**PROBLEM DESCRIPTION:** Exactly as they appear below, repeat the lines from the one with "Target: front wheel" through the one with "For every instance of the rear spoiler, mark", and no others.

(Point-per-instance localization data)
□ □ □ □ □ □ □

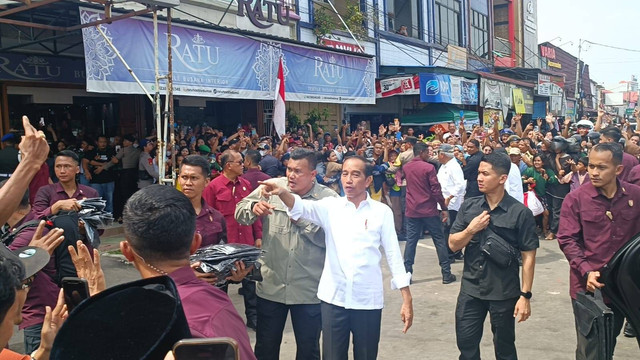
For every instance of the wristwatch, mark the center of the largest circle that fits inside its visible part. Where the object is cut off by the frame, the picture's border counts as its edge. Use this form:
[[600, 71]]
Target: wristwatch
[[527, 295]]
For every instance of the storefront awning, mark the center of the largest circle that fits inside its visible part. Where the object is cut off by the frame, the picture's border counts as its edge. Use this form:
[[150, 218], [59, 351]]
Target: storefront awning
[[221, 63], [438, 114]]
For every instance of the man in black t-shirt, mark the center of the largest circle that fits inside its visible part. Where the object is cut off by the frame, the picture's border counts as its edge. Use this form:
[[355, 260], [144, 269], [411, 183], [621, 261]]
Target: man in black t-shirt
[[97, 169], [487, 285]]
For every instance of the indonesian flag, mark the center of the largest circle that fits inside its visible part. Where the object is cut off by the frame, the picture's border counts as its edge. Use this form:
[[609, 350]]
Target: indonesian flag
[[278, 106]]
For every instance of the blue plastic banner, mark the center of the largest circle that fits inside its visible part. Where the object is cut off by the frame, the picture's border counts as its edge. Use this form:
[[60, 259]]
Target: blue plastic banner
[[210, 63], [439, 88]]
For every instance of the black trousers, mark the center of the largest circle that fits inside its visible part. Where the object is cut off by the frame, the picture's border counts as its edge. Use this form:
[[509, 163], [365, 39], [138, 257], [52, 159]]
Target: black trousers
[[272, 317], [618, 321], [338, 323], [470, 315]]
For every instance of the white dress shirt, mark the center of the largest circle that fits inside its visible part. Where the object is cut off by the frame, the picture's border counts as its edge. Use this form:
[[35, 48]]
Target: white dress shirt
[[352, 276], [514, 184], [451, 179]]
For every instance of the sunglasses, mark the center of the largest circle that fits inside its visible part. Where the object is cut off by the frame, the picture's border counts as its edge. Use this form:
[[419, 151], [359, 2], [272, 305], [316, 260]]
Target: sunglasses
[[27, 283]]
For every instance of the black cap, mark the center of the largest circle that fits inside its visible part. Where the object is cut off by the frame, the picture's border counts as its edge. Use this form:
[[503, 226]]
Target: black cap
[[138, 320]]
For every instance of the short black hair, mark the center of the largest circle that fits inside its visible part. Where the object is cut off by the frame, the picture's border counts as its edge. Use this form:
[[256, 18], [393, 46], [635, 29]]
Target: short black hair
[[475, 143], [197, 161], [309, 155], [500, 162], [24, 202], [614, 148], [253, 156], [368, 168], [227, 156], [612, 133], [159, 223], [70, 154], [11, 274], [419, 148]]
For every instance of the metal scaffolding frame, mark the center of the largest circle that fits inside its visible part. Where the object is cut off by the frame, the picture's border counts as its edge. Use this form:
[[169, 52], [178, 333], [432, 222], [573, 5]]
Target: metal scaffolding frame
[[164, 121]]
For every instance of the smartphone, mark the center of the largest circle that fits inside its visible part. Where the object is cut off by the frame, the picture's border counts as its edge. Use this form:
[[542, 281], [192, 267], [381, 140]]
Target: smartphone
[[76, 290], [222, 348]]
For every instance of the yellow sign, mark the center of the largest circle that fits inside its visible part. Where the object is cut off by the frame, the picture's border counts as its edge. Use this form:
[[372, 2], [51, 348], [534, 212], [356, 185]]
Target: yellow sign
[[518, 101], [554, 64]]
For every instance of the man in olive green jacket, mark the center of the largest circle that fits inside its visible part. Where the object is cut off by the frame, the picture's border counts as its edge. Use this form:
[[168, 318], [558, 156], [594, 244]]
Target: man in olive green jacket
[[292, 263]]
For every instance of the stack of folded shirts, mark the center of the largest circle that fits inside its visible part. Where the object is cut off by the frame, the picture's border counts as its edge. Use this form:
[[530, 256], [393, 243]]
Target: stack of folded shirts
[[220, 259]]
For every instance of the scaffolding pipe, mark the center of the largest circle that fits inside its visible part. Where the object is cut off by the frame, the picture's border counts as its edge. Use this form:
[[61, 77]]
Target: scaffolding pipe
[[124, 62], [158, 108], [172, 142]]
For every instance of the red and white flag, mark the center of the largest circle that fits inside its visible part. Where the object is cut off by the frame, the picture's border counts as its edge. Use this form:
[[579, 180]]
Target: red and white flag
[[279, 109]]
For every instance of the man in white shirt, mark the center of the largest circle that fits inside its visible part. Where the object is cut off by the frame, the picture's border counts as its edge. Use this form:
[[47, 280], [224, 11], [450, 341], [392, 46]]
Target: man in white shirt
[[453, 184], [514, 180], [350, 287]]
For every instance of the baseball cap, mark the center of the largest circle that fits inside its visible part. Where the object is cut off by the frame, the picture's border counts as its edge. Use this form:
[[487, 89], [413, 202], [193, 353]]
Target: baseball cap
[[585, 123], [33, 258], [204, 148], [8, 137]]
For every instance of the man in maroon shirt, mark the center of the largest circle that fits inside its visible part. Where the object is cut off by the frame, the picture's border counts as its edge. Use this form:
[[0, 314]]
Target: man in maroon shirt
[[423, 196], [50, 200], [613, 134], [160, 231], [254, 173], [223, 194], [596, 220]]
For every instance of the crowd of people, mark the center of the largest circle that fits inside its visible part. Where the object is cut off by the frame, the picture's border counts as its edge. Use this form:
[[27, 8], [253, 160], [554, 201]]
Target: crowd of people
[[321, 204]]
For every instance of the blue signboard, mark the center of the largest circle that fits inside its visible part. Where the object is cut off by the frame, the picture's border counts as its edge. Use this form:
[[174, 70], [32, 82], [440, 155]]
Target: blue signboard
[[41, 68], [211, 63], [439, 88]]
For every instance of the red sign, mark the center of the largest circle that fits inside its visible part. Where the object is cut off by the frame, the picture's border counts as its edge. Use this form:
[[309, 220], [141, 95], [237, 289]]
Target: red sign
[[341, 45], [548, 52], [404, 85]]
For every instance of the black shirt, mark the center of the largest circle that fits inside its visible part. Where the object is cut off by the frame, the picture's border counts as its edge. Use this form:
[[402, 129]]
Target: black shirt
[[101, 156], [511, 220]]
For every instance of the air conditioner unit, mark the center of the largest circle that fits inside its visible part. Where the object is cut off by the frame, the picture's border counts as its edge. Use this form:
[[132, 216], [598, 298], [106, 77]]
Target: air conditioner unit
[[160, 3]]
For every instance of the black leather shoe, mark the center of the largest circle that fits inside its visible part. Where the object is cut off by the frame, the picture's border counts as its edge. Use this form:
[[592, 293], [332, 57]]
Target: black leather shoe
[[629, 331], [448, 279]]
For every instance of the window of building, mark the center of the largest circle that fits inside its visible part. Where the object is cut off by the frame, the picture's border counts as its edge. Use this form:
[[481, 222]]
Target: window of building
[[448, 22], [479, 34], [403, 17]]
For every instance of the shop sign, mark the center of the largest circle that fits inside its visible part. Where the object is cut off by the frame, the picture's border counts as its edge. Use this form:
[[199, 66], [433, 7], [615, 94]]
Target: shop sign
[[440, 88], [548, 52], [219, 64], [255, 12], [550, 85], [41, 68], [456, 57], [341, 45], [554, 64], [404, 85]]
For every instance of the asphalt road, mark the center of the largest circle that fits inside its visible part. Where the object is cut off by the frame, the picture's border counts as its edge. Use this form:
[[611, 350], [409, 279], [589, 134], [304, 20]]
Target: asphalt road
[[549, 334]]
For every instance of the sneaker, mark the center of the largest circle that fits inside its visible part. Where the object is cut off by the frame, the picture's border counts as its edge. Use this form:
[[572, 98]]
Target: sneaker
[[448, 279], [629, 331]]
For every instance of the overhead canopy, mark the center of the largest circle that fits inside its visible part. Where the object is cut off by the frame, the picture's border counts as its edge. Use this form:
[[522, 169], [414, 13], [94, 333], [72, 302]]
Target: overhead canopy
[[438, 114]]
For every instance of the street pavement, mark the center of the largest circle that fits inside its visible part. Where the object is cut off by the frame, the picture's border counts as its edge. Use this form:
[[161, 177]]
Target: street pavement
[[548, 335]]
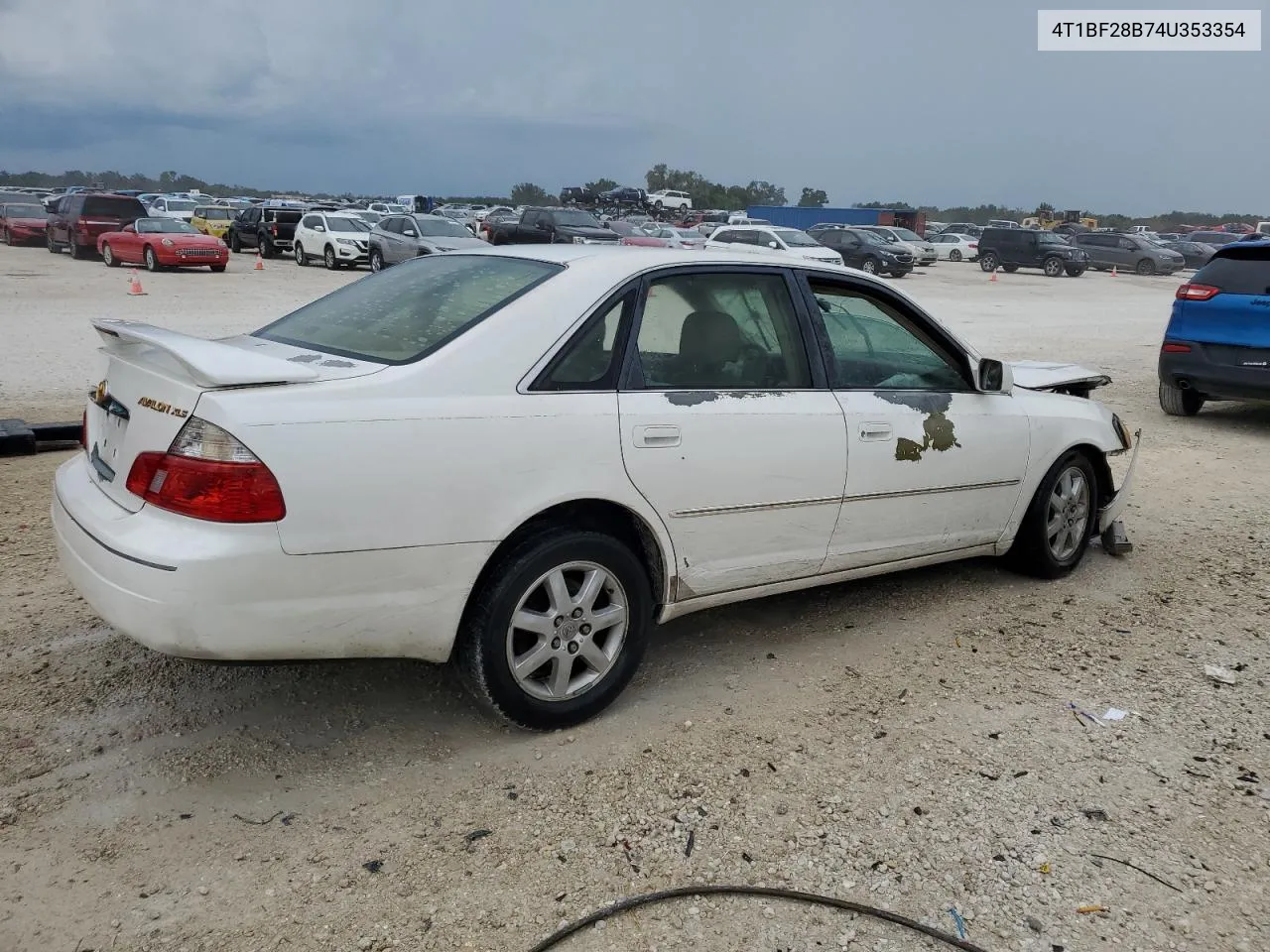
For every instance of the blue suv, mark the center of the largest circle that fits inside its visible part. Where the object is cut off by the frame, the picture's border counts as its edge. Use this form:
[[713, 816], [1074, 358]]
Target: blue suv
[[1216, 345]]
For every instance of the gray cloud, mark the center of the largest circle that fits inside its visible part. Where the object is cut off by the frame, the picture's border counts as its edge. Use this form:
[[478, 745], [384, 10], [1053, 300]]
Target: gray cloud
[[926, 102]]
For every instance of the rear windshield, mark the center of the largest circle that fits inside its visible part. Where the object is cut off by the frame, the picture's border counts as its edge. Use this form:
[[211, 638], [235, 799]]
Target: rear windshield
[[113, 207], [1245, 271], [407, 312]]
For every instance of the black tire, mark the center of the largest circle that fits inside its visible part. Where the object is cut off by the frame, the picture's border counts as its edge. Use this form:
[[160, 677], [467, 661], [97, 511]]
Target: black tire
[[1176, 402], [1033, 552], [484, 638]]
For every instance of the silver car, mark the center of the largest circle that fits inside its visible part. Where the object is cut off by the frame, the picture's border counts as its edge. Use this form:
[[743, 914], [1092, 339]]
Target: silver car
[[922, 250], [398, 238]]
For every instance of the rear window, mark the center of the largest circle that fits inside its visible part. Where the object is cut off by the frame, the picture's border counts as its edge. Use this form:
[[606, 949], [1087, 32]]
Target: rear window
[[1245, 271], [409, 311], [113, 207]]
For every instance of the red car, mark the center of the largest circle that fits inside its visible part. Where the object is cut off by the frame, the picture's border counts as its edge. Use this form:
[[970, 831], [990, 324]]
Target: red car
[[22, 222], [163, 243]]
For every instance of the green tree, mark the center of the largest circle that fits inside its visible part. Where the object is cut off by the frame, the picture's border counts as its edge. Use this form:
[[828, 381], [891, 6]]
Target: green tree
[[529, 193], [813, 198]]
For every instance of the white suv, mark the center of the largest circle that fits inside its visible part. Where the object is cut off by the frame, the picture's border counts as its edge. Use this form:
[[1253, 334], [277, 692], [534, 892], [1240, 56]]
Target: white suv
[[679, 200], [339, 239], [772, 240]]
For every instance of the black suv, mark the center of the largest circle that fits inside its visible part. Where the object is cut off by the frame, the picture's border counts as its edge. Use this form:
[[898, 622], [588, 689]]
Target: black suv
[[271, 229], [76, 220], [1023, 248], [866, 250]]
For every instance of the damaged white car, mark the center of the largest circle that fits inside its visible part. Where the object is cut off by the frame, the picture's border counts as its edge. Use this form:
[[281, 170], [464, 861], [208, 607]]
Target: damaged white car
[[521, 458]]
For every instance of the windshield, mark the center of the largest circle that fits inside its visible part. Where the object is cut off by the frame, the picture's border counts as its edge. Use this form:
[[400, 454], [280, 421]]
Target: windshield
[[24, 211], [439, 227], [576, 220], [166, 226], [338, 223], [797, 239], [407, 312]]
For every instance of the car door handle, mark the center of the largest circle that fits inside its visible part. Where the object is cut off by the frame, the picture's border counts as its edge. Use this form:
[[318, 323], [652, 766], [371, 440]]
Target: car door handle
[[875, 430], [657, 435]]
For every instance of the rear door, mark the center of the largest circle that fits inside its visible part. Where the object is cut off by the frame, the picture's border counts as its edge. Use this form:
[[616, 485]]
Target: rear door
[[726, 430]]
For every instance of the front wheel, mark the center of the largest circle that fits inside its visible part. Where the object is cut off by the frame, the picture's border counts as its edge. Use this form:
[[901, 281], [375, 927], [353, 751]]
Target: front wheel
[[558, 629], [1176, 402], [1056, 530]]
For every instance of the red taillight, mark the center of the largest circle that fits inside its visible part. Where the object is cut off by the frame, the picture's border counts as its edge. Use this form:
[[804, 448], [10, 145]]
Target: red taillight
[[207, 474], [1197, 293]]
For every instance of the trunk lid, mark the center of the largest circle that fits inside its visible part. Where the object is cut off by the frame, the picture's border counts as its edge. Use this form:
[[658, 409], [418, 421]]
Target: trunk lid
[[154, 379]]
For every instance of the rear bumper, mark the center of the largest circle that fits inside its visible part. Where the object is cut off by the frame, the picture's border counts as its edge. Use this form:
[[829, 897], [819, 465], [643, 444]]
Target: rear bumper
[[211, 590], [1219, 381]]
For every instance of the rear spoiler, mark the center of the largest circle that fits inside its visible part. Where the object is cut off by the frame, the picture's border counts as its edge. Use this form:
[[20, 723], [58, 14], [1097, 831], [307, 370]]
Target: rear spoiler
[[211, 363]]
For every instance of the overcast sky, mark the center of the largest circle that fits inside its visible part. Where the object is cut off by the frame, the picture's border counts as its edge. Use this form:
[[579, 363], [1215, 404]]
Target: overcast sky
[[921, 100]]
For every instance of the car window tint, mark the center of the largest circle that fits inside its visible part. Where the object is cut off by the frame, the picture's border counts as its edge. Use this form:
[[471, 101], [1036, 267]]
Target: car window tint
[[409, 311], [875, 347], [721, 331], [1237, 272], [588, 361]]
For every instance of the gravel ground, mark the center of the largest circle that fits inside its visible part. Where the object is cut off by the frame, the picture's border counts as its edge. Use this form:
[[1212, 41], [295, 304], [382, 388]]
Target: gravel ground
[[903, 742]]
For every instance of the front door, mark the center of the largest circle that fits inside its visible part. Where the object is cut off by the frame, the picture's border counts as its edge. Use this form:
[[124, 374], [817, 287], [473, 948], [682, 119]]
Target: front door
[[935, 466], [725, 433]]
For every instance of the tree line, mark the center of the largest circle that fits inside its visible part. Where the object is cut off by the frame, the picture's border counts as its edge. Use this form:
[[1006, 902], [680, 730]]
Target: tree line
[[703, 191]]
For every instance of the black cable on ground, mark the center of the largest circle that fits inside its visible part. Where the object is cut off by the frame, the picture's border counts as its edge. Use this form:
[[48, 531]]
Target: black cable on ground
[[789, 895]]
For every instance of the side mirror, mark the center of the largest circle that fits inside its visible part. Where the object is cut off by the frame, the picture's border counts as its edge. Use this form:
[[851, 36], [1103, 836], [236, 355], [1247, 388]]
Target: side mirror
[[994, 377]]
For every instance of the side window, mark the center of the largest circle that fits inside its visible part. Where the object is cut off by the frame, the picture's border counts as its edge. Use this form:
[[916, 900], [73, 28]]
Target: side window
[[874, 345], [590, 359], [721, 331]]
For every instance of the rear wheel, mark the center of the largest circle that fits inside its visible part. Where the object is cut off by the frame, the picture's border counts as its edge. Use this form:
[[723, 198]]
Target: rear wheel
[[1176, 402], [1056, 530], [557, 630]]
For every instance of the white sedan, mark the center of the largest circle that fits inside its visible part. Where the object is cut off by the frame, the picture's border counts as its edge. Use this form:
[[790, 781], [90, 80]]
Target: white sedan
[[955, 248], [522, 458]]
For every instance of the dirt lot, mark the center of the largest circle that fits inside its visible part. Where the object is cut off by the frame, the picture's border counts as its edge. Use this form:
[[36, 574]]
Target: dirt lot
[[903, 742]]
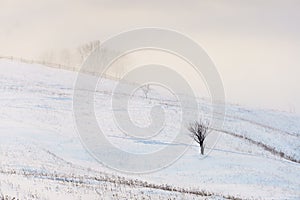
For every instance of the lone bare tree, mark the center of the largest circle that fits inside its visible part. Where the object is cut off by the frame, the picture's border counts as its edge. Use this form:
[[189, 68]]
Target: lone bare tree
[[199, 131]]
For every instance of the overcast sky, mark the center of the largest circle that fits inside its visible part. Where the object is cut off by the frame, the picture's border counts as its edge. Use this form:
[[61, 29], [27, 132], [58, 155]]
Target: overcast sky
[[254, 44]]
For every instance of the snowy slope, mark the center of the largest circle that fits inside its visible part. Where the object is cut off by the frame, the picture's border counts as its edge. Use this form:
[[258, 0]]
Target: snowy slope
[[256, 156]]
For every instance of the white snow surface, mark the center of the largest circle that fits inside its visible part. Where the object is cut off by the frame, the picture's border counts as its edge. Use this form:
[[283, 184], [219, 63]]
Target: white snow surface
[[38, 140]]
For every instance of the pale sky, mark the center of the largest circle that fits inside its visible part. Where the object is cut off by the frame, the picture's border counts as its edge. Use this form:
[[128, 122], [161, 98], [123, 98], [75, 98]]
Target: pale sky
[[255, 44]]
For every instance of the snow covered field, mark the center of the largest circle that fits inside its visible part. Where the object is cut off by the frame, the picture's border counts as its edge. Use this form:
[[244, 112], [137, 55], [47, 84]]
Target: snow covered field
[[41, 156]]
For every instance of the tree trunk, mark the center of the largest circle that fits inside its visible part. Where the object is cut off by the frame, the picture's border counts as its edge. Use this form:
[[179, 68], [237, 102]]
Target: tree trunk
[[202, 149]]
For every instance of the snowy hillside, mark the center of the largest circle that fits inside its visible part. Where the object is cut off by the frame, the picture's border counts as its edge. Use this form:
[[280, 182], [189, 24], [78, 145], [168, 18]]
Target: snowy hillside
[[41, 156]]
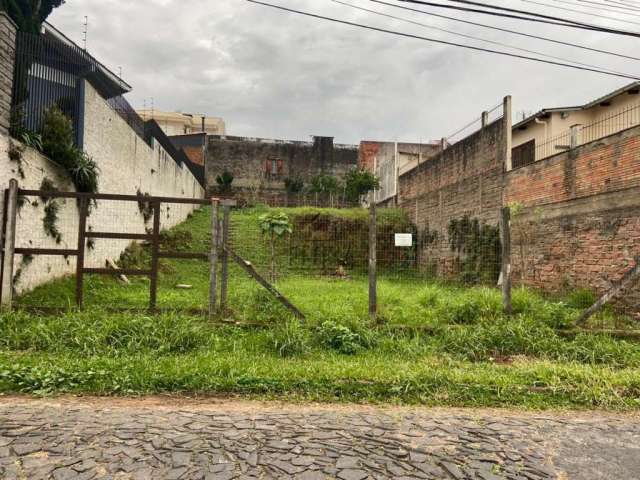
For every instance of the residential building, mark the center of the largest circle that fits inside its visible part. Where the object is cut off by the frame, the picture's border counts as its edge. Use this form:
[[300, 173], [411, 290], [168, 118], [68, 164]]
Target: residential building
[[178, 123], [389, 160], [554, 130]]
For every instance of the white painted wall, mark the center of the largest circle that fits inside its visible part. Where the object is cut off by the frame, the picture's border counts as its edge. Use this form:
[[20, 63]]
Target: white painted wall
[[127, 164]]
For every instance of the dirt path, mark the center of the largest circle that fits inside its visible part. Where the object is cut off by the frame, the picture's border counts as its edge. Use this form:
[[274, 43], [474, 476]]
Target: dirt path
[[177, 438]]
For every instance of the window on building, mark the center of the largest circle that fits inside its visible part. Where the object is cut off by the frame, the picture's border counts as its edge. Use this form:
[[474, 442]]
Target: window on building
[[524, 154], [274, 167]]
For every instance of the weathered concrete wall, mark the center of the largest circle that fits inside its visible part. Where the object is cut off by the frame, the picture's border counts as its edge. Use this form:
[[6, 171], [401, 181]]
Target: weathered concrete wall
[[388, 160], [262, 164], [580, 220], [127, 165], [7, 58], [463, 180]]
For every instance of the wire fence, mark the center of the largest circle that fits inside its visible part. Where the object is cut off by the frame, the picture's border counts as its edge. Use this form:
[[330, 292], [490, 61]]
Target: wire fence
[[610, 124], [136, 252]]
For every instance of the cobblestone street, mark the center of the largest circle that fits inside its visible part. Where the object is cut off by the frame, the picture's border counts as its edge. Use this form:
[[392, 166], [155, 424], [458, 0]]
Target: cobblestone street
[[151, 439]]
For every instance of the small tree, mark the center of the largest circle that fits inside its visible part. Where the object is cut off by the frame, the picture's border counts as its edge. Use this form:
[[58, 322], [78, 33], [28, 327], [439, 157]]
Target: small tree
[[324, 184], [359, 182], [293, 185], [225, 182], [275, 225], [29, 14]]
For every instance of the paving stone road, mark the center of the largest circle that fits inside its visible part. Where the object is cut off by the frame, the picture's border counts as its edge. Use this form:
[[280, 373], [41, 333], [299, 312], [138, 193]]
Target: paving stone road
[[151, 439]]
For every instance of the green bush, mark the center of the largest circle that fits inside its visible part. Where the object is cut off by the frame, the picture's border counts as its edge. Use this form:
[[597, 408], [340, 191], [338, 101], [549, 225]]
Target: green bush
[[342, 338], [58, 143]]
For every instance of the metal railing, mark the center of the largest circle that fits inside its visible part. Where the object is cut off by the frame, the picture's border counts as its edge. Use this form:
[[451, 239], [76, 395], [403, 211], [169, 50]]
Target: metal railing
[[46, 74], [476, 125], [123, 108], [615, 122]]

□ □ □ □ □ □ □

**ANSWER TO THIS EXERCISE:**
Target: front wheel
[[558, 629], [1176, 402], [1056, 530]]
For every instance of the red taillight, mark the center of the largest circle that fits inside its visible part. Where the object is cut off by the frame, the picture's border counts as its edge. Use this form:
[[804, 448], [10, 145]]
Target: red taillight
[[207, 474], [1197, 293]]
For every instance of the trunk lid, mark the center of the largest circle that fits inside its visible part. Where the object is cut off by the frame, the picture's border counts as its edge. Use this form:
[[658, 409], [418, 421]]
Target: trunk lid
[[154, 379]]
For every instance of the rear bumper, mark the center of the largest circle that fits inside its visible part. Where the object is cut off by the frame, the picture's border counts as its edge. Use this form:
[[829, 897], [819, 465], [643, 444]]
Target: rear bumper
[[211, 590], [1219, 381]]
For every instance of the rear spoiler, mark the center of the largest circle that fits inside its visible part. Where the object is cut off by the frame, the picture's border counts as its edge. Use this form:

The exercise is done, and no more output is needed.